Starting at the first line of the entries below, output every line exactly, up to and including the line with "Pick out the exposed".

[LISTED ENTRIES — start]

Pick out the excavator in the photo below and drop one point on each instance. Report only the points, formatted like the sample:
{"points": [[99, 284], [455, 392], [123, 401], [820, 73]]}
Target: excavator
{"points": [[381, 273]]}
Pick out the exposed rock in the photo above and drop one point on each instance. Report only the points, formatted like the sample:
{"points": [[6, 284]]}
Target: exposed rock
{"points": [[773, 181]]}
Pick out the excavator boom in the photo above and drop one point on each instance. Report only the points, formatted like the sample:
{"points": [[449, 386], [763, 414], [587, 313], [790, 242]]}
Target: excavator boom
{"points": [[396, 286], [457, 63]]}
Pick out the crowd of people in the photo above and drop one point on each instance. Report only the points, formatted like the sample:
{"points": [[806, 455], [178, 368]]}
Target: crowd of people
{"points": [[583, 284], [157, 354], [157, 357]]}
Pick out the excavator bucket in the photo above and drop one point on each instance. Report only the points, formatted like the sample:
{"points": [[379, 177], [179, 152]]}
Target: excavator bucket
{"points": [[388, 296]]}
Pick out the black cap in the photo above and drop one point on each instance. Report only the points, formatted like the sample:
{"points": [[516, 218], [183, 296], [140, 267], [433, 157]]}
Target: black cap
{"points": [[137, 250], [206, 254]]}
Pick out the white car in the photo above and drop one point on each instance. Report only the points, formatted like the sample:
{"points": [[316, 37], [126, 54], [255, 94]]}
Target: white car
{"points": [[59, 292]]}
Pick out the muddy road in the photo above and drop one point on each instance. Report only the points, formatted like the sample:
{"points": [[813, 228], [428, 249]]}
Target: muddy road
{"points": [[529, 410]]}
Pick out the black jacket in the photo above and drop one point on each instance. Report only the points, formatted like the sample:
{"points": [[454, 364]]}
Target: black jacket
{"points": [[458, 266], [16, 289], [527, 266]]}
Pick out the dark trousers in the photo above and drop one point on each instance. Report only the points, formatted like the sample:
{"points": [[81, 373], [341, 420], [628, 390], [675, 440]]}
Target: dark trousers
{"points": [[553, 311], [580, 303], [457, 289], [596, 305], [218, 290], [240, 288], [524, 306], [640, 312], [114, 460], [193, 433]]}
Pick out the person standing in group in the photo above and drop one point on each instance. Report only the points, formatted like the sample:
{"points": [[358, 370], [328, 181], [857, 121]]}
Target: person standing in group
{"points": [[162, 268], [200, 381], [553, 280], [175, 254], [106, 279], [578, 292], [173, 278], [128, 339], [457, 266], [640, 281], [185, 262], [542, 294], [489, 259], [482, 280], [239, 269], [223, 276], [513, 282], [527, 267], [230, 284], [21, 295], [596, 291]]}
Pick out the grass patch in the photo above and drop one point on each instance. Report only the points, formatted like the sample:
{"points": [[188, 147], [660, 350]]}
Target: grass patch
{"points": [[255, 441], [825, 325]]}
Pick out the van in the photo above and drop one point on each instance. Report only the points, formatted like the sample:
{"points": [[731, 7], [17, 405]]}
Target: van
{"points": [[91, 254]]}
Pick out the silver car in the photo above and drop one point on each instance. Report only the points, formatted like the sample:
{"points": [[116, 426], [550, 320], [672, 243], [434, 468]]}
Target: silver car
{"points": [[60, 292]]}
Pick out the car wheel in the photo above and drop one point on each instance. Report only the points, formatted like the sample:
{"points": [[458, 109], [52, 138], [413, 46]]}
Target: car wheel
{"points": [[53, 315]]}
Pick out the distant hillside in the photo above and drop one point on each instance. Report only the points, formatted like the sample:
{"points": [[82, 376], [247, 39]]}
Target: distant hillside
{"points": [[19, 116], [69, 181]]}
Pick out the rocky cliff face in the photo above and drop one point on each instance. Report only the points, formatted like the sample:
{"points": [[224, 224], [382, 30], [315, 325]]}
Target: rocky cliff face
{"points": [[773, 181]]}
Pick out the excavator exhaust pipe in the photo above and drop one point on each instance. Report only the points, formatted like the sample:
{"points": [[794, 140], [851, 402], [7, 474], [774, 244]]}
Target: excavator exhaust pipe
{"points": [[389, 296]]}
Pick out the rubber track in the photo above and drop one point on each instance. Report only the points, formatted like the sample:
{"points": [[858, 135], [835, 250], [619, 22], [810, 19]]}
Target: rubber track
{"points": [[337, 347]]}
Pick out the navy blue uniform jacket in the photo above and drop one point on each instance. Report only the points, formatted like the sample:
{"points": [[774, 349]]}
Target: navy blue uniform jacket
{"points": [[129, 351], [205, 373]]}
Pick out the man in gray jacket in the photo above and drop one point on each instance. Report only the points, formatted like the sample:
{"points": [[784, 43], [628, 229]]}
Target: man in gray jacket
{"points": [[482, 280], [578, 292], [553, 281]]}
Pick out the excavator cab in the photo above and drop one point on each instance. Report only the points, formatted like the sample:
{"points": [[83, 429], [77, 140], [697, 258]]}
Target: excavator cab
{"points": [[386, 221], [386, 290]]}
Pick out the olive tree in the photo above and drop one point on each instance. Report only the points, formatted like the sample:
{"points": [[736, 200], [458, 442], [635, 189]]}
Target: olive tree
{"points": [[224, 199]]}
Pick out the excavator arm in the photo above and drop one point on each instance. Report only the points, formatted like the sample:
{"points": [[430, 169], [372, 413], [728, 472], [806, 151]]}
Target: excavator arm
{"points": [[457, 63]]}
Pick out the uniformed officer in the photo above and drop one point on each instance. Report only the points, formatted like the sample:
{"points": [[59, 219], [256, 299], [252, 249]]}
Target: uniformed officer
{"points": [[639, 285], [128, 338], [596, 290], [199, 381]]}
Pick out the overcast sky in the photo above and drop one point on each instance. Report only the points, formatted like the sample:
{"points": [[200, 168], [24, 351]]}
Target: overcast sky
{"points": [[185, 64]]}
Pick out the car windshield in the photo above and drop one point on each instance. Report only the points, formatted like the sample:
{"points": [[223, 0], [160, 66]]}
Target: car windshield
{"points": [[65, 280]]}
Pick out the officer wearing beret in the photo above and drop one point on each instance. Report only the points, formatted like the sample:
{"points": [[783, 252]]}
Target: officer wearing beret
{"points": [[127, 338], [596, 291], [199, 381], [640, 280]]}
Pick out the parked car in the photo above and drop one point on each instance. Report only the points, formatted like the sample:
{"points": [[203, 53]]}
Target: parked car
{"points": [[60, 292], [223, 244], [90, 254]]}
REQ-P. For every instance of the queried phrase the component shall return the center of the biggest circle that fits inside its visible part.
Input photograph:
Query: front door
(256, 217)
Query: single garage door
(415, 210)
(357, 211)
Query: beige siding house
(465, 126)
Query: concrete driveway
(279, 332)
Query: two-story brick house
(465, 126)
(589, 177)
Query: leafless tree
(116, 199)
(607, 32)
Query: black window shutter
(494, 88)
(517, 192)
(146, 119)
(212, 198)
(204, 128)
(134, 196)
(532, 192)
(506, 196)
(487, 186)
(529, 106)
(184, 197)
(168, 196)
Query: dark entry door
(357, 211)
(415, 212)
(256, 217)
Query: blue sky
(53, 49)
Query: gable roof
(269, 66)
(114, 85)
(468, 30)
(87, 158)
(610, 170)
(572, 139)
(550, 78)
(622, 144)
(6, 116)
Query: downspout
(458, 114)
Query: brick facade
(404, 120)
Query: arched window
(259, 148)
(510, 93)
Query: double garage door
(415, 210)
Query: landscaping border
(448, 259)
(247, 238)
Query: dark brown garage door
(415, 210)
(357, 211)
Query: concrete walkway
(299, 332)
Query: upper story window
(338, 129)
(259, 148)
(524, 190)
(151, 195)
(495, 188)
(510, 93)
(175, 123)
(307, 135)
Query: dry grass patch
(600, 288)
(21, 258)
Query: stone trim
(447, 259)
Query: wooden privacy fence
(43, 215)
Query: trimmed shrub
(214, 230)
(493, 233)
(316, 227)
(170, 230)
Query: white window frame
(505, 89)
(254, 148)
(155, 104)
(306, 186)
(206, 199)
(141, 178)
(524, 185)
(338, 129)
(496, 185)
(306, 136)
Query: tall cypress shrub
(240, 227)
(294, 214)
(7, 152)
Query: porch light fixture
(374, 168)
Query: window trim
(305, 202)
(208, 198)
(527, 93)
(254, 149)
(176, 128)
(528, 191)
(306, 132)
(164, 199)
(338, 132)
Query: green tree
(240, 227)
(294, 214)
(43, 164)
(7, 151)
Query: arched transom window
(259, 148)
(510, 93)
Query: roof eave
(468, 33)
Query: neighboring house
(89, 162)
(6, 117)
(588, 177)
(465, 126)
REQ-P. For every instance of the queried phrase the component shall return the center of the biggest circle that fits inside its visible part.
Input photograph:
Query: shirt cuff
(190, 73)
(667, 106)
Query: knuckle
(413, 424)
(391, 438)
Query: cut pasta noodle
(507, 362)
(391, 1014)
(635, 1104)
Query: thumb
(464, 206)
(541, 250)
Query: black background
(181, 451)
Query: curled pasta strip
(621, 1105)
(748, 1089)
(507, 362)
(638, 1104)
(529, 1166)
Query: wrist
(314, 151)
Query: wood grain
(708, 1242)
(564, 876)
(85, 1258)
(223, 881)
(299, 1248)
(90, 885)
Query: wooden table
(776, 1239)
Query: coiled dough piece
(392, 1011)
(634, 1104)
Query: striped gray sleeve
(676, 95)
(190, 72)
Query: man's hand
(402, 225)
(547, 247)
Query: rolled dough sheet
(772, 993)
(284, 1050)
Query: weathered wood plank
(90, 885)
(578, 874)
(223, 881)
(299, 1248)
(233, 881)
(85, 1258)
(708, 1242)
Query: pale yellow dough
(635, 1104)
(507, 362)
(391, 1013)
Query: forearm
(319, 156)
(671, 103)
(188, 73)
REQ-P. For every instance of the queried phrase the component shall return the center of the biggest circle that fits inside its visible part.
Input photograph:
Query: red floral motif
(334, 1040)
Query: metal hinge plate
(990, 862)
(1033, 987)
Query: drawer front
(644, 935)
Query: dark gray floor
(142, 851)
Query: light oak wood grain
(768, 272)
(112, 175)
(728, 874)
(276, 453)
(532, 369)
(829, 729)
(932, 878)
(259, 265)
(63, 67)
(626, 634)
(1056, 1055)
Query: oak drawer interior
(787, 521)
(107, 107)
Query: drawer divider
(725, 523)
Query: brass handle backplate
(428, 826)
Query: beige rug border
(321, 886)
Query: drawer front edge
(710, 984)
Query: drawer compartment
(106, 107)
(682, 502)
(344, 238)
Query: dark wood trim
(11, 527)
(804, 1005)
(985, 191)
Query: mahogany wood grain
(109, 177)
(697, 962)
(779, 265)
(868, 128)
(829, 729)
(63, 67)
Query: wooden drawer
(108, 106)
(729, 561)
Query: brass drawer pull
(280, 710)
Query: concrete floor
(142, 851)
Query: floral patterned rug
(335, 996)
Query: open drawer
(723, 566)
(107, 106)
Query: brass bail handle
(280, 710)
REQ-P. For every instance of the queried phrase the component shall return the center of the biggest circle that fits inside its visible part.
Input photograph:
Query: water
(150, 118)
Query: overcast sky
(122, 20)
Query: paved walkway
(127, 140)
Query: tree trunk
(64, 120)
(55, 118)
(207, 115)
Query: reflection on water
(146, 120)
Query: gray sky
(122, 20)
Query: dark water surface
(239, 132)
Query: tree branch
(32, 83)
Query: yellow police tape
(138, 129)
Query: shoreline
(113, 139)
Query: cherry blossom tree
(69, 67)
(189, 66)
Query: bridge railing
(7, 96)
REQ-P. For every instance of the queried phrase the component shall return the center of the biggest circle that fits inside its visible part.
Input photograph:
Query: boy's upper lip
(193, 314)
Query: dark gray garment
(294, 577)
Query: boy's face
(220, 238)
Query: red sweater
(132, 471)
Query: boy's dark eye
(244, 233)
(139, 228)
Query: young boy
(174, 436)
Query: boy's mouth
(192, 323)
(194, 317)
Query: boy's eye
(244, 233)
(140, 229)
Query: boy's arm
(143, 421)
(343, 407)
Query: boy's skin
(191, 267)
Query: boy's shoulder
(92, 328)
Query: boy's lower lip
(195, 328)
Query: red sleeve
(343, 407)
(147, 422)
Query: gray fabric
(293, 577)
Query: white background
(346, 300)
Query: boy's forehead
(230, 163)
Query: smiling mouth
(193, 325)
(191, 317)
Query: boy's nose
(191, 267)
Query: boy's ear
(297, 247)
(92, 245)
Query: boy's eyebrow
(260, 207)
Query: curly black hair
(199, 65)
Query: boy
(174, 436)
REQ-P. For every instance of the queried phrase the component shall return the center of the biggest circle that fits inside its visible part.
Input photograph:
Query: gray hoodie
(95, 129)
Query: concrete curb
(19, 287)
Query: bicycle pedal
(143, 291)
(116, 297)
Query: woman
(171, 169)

[LISTED ENTRIES — finish]

• _COMPLETED EXERCISE_:
Pick out the excavator in the photo below and drop one point on each instance. Report only the points, formatted like the sample:
{"points": [[99, 284], [455, 392], [123, 401], [820, 73]]}
Target: excavator
{"points": [[381, 273]]}
Pick out the exposed rock in the photo above and drop one point on each instance. Report only the points, formatted like the sample:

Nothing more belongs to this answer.